Give the lines below as a numbered list, leaving out any blank lines, from the line with "Would you mind picking out the brake" to the line with "<point>547,248</point>", both included.

------ RECORDED DATA ------

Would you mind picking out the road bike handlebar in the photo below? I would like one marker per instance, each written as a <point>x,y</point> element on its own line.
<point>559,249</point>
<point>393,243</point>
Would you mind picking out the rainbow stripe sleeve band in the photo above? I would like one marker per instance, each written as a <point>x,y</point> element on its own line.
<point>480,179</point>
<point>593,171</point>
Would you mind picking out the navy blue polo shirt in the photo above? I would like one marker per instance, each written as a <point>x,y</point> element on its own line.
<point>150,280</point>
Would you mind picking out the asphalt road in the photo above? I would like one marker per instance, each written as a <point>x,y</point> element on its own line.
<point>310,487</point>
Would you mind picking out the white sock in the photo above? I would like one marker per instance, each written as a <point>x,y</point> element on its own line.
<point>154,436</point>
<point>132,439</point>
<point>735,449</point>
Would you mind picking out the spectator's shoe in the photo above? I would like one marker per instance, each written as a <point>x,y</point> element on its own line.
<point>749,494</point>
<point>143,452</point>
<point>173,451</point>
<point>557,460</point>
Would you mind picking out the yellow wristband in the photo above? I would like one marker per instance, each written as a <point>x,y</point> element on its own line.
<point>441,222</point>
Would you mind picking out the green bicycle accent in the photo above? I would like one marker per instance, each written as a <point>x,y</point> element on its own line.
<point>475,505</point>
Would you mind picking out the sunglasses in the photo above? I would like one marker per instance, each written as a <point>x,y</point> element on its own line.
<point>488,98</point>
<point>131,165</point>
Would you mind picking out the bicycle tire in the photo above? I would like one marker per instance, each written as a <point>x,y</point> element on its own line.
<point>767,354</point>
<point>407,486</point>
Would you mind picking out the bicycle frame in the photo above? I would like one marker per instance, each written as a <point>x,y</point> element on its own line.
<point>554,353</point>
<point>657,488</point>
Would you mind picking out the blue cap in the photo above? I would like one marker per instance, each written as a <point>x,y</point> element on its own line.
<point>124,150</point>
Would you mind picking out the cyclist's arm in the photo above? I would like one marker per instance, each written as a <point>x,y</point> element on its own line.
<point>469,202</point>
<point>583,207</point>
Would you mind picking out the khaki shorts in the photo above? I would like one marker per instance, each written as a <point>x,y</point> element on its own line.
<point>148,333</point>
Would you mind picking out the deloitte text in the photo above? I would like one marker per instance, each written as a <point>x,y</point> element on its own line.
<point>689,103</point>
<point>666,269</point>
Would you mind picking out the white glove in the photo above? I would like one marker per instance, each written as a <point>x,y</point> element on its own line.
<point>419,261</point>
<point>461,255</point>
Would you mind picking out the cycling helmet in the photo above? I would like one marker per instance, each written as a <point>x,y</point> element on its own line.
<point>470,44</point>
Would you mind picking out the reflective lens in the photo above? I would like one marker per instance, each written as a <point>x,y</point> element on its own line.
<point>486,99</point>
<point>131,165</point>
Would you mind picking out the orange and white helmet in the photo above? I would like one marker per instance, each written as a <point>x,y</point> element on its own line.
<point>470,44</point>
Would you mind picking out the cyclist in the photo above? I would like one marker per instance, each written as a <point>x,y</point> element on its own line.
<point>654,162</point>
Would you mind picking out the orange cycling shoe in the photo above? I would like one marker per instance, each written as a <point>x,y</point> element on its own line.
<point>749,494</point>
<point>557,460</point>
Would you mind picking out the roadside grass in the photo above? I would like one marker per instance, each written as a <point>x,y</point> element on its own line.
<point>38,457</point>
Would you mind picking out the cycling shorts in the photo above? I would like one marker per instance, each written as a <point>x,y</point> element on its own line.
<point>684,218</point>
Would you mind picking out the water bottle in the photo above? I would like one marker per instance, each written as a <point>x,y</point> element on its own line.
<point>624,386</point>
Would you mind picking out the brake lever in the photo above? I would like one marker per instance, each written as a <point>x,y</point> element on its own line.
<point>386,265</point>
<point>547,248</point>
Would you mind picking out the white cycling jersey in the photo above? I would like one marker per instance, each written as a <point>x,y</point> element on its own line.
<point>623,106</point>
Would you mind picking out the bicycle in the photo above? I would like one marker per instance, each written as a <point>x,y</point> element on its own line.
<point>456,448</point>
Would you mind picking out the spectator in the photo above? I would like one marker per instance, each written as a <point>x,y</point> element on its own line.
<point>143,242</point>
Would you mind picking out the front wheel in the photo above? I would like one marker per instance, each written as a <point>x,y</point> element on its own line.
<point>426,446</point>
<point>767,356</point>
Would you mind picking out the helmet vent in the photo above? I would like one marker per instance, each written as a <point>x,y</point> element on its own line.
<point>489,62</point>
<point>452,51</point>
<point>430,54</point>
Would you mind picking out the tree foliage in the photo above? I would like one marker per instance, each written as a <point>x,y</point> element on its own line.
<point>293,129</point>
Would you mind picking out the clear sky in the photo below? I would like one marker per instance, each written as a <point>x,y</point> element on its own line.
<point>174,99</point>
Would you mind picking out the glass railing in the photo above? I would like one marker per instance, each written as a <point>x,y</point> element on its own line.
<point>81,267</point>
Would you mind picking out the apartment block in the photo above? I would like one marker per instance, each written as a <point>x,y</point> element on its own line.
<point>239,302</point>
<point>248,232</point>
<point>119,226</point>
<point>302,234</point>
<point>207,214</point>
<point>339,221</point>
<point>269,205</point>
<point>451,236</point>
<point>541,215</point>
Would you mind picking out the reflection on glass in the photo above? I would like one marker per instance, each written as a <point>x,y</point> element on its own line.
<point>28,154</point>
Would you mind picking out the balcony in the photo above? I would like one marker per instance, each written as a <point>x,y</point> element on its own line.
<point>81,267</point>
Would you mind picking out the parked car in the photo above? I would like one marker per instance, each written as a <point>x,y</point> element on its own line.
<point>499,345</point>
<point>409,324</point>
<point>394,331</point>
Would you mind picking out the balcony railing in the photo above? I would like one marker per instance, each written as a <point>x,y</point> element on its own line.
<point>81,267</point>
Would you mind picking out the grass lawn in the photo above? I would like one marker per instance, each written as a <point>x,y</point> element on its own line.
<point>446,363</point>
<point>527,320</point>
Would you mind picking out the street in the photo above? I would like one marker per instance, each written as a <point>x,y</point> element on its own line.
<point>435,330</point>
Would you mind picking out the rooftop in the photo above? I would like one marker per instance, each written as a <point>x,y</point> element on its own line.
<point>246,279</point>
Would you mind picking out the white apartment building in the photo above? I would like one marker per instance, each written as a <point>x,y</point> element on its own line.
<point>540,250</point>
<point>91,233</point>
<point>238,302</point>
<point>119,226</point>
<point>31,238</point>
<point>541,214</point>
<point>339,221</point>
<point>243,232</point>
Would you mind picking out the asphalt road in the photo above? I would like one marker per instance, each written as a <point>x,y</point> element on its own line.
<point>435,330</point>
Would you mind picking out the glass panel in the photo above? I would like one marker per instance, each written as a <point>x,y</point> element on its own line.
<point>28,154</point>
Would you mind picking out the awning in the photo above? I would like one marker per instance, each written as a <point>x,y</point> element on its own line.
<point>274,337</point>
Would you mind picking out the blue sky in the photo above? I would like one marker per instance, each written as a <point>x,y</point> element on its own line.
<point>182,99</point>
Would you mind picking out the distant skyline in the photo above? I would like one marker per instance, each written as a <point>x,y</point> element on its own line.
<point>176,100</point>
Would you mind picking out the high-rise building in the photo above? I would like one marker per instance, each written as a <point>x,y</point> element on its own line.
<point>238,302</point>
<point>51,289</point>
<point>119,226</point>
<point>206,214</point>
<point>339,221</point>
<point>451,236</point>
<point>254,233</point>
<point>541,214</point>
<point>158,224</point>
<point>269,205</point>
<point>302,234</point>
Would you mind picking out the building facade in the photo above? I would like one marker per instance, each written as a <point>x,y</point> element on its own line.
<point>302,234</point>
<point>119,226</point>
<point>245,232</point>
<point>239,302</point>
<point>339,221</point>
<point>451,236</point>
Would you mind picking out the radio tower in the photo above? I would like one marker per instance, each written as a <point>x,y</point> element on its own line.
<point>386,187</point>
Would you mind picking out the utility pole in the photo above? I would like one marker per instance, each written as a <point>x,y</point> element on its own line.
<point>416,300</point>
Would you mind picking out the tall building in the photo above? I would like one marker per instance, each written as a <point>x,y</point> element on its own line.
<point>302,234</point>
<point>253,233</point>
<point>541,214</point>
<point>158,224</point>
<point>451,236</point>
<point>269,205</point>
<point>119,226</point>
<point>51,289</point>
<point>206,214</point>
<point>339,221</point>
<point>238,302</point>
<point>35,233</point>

------

▸ **SOLUTION TO THIS EXERCISE**:
1. Would you mind picking out the brake lever in the photo above? I would like one marker per instance, each written as a <point>x,y</point> element on its own line.
2. <point>386,265</point>
3. <point>547,248</point>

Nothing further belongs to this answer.